***** EXCERPTED TEXT *****
In addition, the lock element 10 is located with a force fit between the two insulating elements 4, where the lock element 10 substantially has a fibre course which extends from the building wall 2 to the facade cladding 6. On its end face 12 facing the facade cladding 6, the lock element 10 has a layer 13 formed in one piece with the lock element 10, which also consists of mineral fibres and binders but has an elevated bulk density compared with the lock element 10.
It can furthermore be identified in FIG. 1 that on its two surfaces facing the insulating elements 4, the lock element 10 has a lining 14 made of a film having low frictional resistance.
Located between the end face of the lock element 10 and the inner surface 15 of the facade cladding 6 is a spacer element 16 which is shown in detail in FIG. 7.
The spacer element 16 consists of a screw element 17 with a threaded section 18 and a head 19 located on the opposite end which has an enlarged diameter compared with the threaded section 18. The screw element 17 passes through a pressure plate 20 which in the mounted state rests on the end face of the lock element 10. At a distance consistent with the material thickness of the pressure plate 20 the screw element 17 has nipple-shaped projections so that the pressure plate 20 which can be pushed over the nipple-like projections 21 under the application of a certain force, is held in a fixed position between these projections 21 and the head 19.
The screw element 17 consists of a plastic which melts under the action of fire so that in particular under the action of fire the head 19 melts and enables a displacement of the pressure plate 20 in the axial direction of the screw element 17. In the case of a lock element 10 pre-tensioned by means of the spacer element 16, the lock element configured in such a manner can be released in the case of fire after the head 19 has melted away so that the lock element 10 moves in the direction of the inner surface 15 of the facade cladding 6.
*****
TASK INSTRUCTIONS ->
• 1. List each feature of the screw element 17 that the lock element description gives a reference numeral.
• 2. Continue the lock element description from its final sentence.
***** SUPPLIED INFORMATION *****
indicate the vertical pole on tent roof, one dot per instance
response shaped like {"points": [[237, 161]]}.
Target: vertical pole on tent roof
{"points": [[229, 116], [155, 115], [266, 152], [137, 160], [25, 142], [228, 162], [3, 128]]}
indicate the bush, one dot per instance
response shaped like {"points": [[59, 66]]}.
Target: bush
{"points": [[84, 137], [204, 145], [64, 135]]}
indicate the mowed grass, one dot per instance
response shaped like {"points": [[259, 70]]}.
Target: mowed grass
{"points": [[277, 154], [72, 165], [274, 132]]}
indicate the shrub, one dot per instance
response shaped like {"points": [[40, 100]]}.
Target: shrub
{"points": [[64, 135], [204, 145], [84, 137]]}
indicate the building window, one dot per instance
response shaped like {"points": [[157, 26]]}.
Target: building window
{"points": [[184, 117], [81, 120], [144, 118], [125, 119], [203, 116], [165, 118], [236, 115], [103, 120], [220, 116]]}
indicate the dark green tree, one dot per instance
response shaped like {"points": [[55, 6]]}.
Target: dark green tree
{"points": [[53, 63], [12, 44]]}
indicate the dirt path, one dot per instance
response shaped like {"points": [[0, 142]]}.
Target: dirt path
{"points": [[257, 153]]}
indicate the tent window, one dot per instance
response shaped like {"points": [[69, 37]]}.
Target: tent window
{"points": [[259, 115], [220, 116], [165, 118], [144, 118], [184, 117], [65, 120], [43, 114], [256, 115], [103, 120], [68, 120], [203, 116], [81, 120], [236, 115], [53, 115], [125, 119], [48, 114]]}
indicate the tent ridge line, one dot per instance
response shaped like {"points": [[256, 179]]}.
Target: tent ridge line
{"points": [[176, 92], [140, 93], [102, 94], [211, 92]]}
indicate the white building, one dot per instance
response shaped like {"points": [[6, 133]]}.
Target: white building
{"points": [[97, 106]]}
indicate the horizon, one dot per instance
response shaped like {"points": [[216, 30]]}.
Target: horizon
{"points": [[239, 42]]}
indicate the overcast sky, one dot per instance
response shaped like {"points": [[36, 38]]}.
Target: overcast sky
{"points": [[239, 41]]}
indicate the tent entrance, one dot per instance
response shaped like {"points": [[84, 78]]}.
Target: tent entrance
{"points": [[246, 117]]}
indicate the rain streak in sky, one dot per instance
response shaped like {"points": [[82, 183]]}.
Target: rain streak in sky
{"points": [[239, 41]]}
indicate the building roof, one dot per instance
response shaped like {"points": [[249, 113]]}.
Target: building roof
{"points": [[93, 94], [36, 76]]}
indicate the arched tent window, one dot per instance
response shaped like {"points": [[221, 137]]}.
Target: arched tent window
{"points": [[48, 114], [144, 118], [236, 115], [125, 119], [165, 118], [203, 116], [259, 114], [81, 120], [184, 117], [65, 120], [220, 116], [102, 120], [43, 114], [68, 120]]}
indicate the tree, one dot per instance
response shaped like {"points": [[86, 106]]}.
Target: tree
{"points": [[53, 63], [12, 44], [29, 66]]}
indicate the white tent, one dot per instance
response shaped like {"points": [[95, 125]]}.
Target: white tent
*****
***** SUPPLIED INFORMATION *****
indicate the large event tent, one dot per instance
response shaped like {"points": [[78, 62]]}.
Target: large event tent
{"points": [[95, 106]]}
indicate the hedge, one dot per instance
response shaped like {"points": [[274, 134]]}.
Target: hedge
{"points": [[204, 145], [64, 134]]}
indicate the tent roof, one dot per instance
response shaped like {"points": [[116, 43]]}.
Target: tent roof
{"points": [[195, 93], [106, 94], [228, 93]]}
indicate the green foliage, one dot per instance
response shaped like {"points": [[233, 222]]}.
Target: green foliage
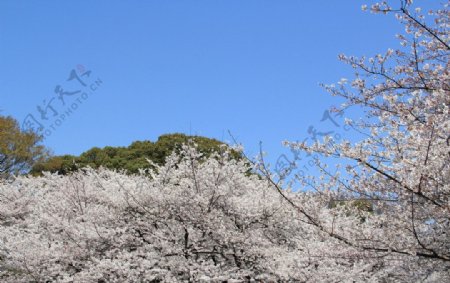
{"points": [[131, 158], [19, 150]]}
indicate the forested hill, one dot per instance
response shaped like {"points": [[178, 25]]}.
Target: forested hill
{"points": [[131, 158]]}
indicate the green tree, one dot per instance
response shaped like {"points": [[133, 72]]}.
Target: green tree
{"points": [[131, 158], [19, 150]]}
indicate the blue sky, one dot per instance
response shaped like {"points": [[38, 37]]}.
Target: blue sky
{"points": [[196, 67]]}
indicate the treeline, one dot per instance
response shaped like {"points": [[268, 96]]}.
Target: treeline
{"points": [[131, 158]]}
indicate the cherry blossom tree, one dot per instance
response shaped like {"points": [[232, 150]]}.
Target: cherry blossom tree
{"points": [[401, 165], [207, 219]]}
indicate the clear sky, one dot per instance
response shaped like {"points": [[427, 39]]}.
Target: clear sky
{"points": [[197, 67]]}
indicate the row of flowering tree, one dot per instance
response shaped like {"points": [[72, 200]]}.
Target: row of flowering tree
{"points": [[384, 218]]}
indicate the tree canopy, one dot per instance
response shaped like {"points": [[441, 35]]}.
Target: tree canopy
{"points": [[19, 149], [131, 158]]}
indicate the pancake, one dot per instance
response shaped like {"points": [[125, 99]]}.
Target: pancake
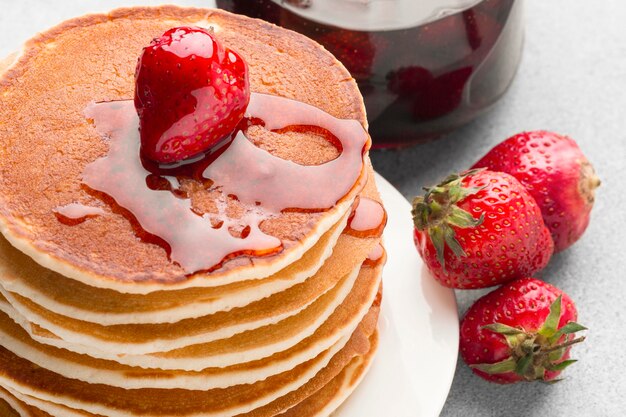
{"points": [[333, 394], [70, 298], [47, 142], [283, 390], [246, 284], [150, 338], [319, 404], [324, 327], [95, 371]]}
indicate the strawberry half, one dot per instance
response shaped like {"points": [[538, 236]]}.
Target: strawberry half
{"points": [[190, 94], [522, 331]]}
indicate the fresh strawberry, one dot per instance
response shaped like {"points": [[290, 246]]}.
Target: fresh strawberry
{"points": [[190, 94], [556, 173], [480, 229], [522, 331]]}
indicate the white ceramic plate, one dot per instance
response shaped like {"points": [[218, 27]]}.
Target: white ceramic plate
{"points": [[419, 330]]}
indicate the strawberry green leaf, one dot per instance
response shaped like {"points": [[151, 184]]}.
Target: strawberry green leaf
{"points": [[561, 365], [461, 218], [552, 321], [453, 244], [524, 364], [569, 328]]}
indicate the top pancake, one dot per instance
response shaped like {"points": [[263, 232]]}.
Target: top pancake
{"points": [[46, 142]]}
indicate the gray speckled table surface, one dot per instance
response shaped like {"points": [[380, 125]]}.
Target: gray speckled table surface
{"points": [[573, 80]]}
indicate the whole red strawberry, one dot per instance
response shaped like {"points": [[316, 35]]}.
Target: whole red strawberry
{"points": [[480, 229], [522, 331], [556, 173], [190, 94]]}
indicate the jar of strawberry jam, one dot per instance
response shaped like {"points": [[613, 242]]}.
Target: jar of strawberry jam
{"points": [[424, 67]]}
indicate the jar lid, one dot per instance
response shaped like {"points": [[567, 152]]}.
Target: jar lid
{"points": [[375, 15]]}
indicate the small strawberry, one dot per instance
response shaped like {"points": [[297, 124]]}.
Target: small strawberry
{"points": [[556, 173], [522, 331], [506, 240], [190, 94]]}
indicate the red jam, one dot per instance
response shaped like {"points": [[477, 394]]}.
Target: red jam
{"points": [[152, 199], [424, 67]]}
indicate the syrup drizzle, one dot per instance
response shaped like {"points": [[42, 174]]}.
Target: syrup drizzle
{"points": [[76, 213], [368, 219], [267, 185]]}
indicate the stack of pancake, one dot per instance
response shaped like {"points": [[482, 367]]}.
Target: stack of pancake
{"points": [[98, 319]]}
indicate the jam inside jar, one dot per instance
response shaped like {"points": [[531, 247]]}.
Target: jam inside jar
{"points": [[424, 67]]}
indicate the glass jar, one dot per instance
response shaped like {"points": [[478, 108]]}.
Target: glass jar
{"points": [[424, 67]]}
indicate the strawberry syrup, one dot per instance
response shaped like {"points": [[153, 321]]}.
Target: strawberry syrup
*****
ANSWERS TO THE TASKS ->
• 1. threaded section 18, head 19, nipple-like projections 21

• 2.
FIG. 1 shows in this respect an embodiment in which the screw element 17 is disposed and anchored inside the lock element 10. Compared with this, FIG. 2 shows an embodiment with a spacer element 16 whose screw element 17 is anchored in the building wall 2.
FIGS. 3 to 6 show alternative embodiments of the lock element 10 and are described hereinafter.
FIG. 3 shows a lock element 10 which is formed from a mineral fibre board which can be bent to produce a restoring force in such a manner that two legs 23 running parallel to one another and a web 24 connecting the legs are formed. On a surface 25 facing the inner surface 15 of the facade cladding 6 in the installation position, one leg 23 has a coating 26 preferably containing mineral fibres. The coating 26 expands under the action of fire at least on its surface facing towards the facade cladding. The coating 26 can be covered by a not shown lining of an aluminium foil.
In addition, a material which expands under the action of fire, in particular an intumescent material, can be provided in a cavity 27 of the lock element 10 formed between the legs 23.
In addition, FIG. 3 shows a banderole 28 which is held by the two legs 23 in the initial position and which burns and/or melts under the action of fire so that the two legs 23 are released under the action of fire and as a result of the pre-stressing in the area of the web 24, the leg 23 with the coating 26 is pivoted in the direction of the inner surface 15 of the facade cladding 6. Abutting against the inner surface 15 of the facade cladding 6 in such a manner, the leg 23 with the coating 26 forms a fire barrier.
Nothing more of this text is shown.